# 指示
無我の印についての本文から、「ときどき「人は、望めば何でも」で始まり「たという事実を無視している。」で終わる部分をそのまま引用してください。

# 本文
========================================
苦しみの印はどのようにして無我の印になるのか? すべての生き物は、良い状態にあること、繁栄すること、満足することを望んでいる。もし、精神的・物質的現象が人と生き物の真の本質であるならば、現象と人は一体でなければならない。つまり、人の欲望は現象の欲望でもあり、その逆もまた然りである。もしそうでないなら、それぞれが他とは別のものでなければならない。

ここでの「人の欲望」とは、強欲(lobha)と、したい欲求(chanda)を意味し、「現象の欲望」とは、原因に従って物事が起こることを意味する。人や生き物の主な特徴は、心身の幸福を渇望することであり、現象の主な特徴は、原因や条件と一致することである。つまり、現象の発生と消滅は、原因に従うもので、原因に逆らって人の欲望に従って起こることはない
例えば、暖かさが欲しければ、暖かさを生み出す原因を探し求めなければならないし、冷たさが欲しければ、冷たさを生み出す原因を探し求めなければならない。長生きが欲しければ、長生きの原因、例えば、適切な食物を毎日摂取することを追求しなければならない。また、幸せな世界に生まれ変わることを望むなら、その原因となる道徳的な行為徳の高い行いを追求しなければならない。

ときどき「人は、望めば何でもできる」と勘違いされることがある。というのも、自分が願ったことが、のちに実現することがあるからだ。しかし実際には、それは事前に探求して実行した、原因に従って実現したに過ぎない。多くの人々は、健康状態が良好だったり、身体の姿勢(立つ・座る・歩く・横たわる)がいずれも健やかな時、自分が望んだ通りに自分を維持できていると誤解しているが、その原因は前日にとった食事であり、原因を探し求め、それを実行に移したという事実を無視している。

また、前からある建物の中で幸せに暮らしていることに気づくたびに、自分の願いは必ず叶うものだと勘違いしている。しかし実際にはそうではない。この世を見回して、人間の事業、仕事、職業などが、どれほど多種多様で膨大かを見れば、(原因によって)条件付けられた現象に伴う苦しみである saṅkhāra-dukkha が、人間の活動と同じだけ膨大で多種多様なことが、すぐに心の目で見分けられる。この dukkha は、望む結果を得るために、不可欠な原因判明したことよって起こる。現象は、衆生が望んだり命じたりした通りには、決してならないので。

このように、私たちを取り巻く saṅkhāra-dukkhatā の形跡を見るだけで、現象は人や生き物の願望に自然に沿うものではなく、従って本質も実体もないことが明らかになる。これに加えて、dukkha-dukkhatā(思い通りにならないという苦の性質)vipariṇāma-dukkhatā(反応・条件付けられた行為という苦の性質)jāti-dukkha(誕生の苦しみ)jarā-dukkha(衰えの苦しみ)maraṇa-dukkha(死の苦しみ)など、前述した他の種類の(病・わずらい・災難・不幸)に関して、いかに実体がないかが際立っていることにも、よく留意すべきである。

わずらいや苦しみから見た無我の印は以上

3つの印の洞察に関する3つの知識

3つの印の意味を正確に把握する洞察に関する3つの知識を tīraṇa-pariññā と呼ぶ。
========================================
# 提供項目
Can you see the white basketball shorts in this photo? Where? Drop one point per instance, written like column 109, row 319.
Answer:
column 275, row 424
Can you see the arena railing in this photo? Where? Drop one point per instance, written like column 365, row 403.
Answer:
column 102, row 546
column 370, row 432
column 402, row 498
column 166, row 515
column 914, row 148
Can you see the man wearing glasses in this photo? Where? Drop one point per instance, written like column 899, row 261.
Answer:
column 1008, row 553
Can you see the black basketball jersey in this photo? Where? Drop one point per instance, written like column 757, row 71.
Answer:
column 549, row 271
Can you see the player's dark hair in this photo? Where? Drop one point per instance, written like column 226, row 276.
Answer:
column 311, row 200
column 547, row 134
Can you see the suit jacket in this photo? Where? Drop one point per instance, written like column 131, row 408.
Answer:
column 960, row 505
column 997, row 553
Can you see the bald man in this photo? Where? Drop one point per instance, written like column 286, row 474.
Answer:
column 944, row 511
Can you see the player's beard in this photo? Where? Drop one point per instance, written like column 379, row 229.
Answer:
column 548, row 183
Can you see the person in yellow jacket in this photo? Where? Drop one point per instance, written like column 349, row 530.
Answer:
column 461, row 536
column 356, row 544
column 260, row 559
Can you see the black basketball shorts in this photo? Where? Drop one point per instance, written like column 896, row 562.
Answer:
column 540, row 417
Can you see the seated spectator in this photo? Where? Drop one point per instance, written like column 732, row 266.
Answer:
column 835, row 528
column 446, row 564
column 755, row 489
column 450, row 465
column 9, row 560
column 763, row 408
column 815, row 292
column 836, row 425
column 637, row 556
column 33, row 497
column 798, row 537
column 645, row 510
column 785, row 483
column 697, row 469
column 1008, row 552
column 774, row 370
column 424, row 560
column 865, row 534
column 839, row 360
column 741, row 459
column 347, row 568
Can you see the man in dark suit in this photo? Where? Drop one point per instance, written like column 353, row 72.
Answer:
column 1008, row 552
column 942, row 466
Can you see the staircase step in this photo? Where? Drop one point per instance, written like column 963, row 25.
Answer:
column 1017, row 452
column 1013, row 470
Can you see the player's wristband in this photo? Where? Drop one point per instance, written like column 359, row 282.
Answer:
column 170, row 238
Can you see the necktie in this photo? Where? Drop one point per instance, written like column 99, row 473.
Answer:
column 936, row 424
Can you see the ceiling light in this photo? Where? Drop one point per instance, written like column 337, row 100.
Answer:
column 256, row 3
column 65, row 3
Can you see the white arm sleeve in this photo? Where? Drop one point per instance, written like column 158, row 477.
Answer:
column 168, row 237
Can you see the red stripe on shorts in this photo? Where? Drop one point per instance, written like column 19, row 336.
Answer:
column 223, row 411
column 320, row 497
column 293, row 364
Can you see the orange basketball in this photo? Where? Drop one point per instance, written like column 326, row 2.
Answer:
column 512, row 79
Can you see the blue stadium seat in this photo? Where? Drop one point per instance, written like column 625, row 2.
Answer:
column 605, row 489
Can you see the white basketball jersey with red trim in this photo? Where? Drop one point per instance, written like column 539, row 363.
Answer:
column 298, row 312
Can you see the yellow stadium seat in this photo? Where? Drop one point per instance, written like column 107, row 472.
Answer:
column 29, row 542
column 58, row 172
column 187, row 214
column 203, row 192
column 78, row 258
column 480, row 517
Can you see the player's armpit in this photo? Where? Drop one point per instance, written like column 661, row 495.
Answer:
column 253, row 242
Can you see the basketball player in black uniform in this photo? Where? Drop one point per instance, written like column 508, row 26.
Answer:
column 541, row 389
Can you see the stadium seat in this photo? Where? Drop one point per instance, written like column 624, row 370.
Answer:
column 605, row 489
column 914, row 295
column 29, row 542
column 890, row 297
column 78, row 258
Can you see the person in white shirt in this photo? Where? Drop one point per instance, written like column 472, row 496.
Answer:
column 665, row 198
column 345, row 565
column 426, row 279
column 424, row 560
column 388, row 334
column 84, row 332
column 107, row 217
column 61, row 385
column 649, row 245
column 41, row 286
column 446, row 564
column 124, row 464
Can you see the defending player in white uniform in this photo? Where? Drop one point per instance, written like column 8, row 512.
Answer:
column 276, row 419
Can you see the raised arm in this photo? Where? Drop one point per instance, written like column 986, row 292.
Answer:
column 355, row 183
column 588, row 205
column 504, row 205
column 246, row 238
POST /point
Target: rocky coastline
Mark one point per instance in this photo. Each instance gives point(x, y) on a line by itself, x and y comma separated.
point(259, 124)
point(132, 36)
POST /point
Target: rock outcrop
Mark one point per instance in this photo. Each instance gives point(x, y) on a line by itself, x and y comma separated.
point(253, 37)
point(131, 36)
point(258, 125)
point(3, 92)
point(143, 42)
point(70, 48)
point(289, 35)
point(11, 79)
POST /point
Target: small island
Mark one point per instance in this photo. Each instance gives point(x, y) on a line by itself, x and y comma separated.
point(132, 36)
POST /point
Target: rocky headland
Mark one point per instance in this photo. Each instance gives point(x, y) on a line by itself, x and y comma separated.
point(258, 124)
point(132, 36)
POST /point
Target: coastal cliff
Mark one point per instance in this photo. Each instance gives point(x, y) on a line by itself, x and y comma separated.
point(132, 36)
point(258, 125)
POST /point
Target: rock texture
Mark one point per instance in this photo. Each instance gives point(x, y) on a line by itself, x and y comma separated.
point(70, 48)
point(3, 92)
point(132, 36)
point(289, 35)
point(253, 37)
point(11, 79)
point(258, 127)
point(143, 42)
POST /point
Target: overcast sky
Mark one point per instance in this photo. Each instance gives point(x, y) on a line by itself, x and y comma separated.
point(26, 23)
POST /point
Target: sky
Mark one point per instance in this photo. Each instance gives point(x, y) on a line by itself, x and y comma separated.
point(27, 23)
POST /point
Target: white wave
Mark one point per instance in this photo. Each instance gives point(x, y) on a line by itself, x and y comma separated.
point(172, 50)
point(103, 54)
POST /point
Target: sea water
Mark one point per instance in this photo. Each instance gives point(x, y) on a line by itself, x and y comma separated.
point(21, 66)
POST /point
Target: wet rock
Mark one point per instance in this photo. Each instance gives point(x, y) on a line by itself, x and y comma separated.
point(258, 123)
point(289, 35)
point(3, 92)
========================================
# 解答
ときどき「人は、望めば何でもできる」と勘違いされることがある。というのも、自分が願ったことが、のちに実現することがあるからだ。しかし実際には、それは事前に探求して実行した、原因に従って実現したに過ぎない。多くの人々は、健康状態が良好だったり、身体の姿勢(立つ・座る・歩く・横たわる)がいずれも健やかな時、自分が望んだ通りに自分を維持できていると誤解しているが、その原因は前日にとった食事であり、原因を探し求め、それを実行に移したという事実を無視している。